- **TEXTE PRÉSENTÉ**
:::
Les psychologues ont un peu l’habitude d’ignorer le politique. Nous ne devons jamais l’ignorer, car le politique, lui, ne nous ignore pas. Le néolibéralisme produit des savoirs « scientifiques » et des discours positivistes qui le justifient. La psychologie, notamment (mais pas seulement) celle qui se réfère à la psychanalyse, lorsqu’elle essaie de se mesurer à l’étalon de ces discours, pour garder une place, y perd son âme. Elle se retrouve dans un paradoxe, une impasse : garder son éthique et disparaître ou se soumettre et se perdre.

La soumission, c’est bien ce à quoi nous condamne le projet de paramédicalisation de la profession dont vous parlez.

En effet, et nous devons lutter contre la paramédicalisation. La santé mentale n’est pas qu’une affaire de médecine et de chimie, elle est d’abord une affaire d’humanité.

J’ai souvent raconté l’anecdote suivante aux étudiants, lors de la solennelle remise des diplômes à la fin de leur formation. Je reçois une patiente, qu’on peut considérer comme psychotique, à un rythme de 2 séances par semaine depuis maintenant de nombreuses années. Lorsqu’elle est arrivée à mon cabinet, elle avait une lettre du médecin-psychiatre de la clinique dans laquelle elle était hospitalisée environ 6 mois par an. La lettre de 4 pages ne comportait qu’une addition considérable de traitements chimiothérapiques. Rien sur elle, son histoire… Outre les 2 séances hebdomadaires, elle m’écrit régulièrement notamment pendant les vacances, me demande de l’appeler parfois. Un jour, 5 ans après le début du traitement, elle arrive paniquée : son mari remet en cause le suivi, ne veut plus financer les séances, etc. Elle me demande de lui parler. Au téléphone, celui-ci m’explique son ras-le-bol : « Elle est toujours aussi folle ! », me dit-il en colère. Après avoir écouté sa plainte et son constat sans appel, je lui réponds : « Vous avez raison », ce qui a pour effet de le calmer. Je lui demande ensuite s’il se souvient combien de fois elle a été hospitalisée depuis 5 ans. Il réfléchit et me répond : « Jamais… », alors qu’elle passait la moitié de sa vie en clinique psychiatrique. Je lui demande s’il sait quel traitement médicamenteux elle prend. Il me répond que son médecin dit que son traitement c’est « du pipi de chat », alors qu’auparavant elle avait un traitement « qui aurait tué un éléphant ». Je n’ai pas voulu philosopher avec lui, mais j’aurais pu lui demander quel modèle de société il préfère : une société où la folie est contenue par des molécules chimiques et des murs d’hôpital ou bien une société dans laquelle la folie est contenue par la relation humaine… (sans parler de l’aspect économique et du gain financier majeur que cela représente pour la collectivité !).
:::
- **EXTRAITS DE LISTE**
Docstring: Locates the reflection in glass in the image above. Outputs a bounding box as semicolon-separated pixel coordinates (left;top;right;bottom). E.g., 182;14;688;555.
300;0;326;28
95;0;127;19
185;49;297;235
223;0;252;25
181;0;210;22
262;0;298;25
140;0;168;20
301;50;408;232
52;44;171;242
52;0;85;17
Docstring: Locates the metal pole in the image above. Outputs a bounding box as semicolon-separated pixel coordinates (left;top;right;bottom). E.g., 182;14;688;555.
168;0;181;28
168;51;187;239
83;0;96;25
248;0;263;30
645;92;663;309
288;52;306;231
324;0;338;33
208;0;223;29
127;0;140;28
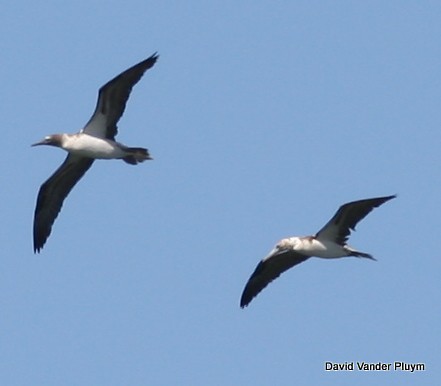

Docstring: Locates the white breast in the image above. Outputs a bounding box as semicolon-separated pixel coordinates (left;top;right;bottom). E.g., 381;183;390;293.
63;134;125;159
295;237;348;258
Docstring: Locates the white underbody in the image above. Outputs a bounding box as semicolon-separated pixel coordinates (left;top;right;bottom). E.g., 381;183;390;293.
268;237;352;259
63;133;127;159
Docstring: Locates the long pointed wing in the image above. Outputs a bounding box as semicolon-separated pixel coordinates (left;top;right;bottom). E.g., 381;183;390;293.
34;154;93;253
82;53;158;140
315;195;396;245
240;250;309;308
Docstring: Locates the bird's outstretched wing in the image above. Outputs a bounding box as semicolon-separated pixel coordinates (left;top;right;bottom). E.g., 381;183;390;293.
240;249;309;308
81;53;158;140
34;154;93;253
315;195;396;245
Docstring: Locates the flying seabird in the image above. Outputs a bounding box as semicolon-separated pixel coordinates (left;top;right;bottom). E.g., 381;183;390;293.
32;53;158;253
240;195;396;308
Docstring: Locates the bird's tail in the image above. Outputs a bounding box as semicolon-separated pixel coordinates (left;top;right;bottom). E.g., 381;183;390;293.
351;251;377;260
123;147;152;165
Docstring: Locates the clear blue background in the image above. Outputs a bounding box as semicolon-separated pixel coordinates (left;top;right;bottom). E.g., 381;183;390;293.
0;0;441;386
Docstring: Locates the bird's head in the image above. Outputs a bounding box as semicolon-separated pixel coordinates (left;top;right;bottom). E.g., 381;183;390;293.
31;134;62;147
:::
- **LISTE DES ACTIVITÉS**
(1) D'après le texte, pourquoi les psychologues ne doivent-ils jamais ignorer le politique ? Répondez en une à trois phrases.
(2) Recopiez dans le texte le passage qui commence par « Les psychologues ont » et se termine par « une affaire d’humanité. ».

- **RÉPONSES PROPOSÉES**
(1) Les psychologues ne doivent jamais ignorer le politique, car le politique, lui, ne les ignore pas.

(2)
Les psychologues ont un peu l’habitude d’ignorer le politique. Nous ne devons jamais l’ignorer, car le politique, lui, ne nous ignore pas. Le néolibéralisme produit des savoirs « scientifiques » et des discours positivistes qui le justifient. La psychologie, notamment (mais pas seulement) celle qui se réfère à la psychanalyse, lorsqu’elle essaie de se mesurer à l’étalon de ces discours, pour garder une place, y perd son âme. Elle se retrouve dans un paradoxe, une impasse : garder son éthique et disparaître ou se soumettre et se perdre.

La soumission, c’est bien ce à quoi nous condamne le projet de paramédicalisation de la profession dont vous parlez.

En effet, et nous devons lutter contre la paramédicalisation. La santé mentale n’est pas qu’une affaire de médecine et de chimie, elle est d’abord une affaire d’humanité.